◆ SHORT TASK
Lines before the one containing "Could you please pick out the submerged" are excluded; retype that line and all remaining lines of the material exactly.

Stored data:
— start —

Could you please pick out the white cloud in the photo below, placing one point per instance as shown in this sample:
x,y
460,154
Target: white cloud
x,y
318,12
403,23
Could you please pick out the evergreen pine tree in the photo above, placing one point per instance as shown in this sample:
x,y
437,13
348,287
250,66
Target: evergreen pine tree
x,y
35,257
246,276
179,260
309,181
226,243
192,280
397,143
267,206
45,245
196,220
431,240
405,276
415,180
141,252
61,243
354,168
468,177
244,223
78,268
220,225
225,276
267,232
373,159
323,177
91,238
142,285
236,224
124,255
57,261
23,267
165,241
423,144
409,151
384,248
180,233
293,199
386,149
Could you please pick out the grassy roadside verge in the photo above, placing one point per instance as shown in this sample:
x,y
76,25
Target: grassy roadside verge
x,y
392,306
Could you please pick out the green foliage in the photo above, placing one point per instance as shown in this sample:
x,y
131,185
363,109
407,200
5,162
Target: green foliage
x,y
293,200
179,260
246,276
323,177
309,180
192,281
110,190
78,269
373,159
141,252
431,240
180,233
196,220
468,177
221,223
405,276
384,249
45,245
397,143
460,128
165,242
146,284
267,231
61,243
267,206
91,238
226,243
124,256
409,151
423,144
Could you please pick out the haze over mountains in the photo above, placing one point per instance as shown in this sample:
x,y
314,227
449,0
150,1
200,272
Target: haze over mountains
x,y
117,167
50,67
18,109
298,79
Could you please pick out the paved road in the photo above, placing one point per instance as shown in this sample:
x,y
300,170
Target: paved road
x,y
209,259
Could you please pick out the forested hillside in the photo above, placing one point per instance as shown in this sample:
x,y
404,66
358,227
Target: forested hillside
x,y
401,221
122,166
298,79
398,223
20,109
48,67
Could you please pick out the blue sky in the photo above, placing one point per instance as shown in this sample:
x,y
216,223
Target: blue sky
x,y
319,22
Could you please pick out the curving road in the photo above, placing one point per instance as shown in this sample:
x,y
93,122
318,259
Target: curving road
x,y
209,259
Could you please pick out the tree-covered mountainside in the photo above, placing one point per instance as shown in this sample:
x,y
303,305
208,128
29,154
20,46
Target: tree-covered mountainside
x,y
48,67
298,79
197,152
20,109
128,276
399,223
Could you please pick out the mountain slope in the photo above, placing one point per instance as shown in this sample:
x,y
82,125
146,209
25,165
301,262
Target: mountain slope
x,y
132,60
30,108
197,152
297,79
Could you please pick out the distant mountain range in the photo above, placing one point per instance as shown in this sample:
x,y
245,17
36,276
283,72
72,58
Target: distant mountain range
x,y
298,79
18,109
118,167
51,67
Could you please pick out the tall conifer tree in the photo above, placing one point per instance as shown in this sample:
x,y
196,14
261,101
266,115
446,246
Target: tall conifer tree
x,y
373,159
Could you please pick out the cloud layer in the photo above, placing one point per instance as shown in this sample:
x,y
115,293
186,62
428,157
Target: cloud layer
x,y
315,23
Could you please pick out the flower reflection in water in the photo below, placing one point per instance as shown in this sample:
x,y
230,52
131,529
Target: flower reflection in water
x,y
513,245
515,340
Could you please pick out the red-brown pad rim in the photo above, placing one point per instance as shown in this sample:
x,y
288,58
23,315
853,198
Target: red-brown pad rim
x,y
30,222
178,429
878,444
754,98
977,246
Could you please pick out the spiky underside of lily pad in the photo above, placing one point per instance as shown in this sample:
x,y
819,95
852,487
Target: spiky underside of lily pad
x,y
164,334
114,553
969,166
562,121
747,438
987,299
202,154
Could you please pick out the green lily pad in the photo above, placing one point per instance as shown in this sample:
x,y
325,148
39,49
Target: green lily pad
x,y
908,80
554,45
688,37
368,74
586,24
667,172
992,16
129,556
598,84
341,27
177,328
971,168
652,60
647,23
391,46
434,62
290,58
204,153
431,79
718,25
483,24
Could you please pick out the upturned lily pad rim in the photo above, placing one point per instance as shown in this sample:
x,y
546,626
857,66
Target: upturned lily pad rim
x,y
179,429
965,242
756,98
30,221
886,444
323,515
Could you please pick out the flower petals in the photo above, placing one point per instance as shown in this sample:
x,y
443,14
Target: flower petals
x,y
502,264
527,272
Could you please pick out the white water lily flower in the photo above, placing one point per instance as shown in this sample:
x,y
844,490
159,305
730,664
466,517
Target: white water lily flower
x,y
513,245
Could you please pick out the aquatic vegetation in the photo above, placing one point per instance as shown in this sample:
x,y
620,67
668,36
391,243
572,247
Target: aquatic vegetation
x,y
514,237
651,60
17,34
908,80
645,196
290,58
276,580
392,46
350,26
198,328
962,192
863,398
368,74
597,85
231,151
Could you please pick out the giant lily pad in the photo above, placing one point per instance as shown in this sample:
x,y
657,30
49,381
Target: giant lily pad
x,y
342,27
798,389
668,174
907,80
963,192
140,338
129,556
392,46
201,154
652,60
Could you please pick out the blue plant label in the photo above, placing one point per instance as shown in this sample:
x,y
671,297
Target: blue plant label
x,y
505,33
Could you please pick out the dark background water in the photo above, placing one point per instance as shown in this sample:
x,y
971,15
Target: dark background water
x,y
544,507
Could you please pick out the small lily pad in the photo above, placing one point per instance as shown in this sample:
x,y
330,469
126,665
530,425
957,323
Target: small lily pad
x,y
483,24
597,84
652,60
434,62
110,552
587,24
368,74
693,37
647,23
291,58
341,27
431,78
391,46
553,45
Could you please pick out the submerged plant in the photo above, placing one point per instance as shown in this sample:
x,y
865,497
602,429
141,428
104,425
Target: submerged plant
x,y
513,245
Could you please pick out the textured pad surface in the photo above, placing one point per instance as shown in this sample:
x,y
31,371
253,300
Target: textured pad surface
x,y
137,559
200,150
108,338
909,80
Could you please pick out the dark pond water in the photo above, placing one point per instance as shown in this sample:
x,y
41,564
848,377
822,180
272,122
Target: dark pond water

— end —

◆ RESPONSE BELOW
Could you please pick out the submerged plant in the photo above, placing one point per instance as shown in this sample:
x,y
865,497
602,429
141,428
104,425
Target: submerged plant
x,y
513,245
Could you please pick out the textured pad surface in the photo above, placing one point per instance as shown in this sample:
x,y
31,371
253,300
Target: textured pad surface
x,y
137,559
200,150
108,338
909,80
Could you please pick out the dark pond water in the photo above, placing one point per instance as shown in this sample:
x,y
41,564
848,377
822,180
272,122
Target: dark pond water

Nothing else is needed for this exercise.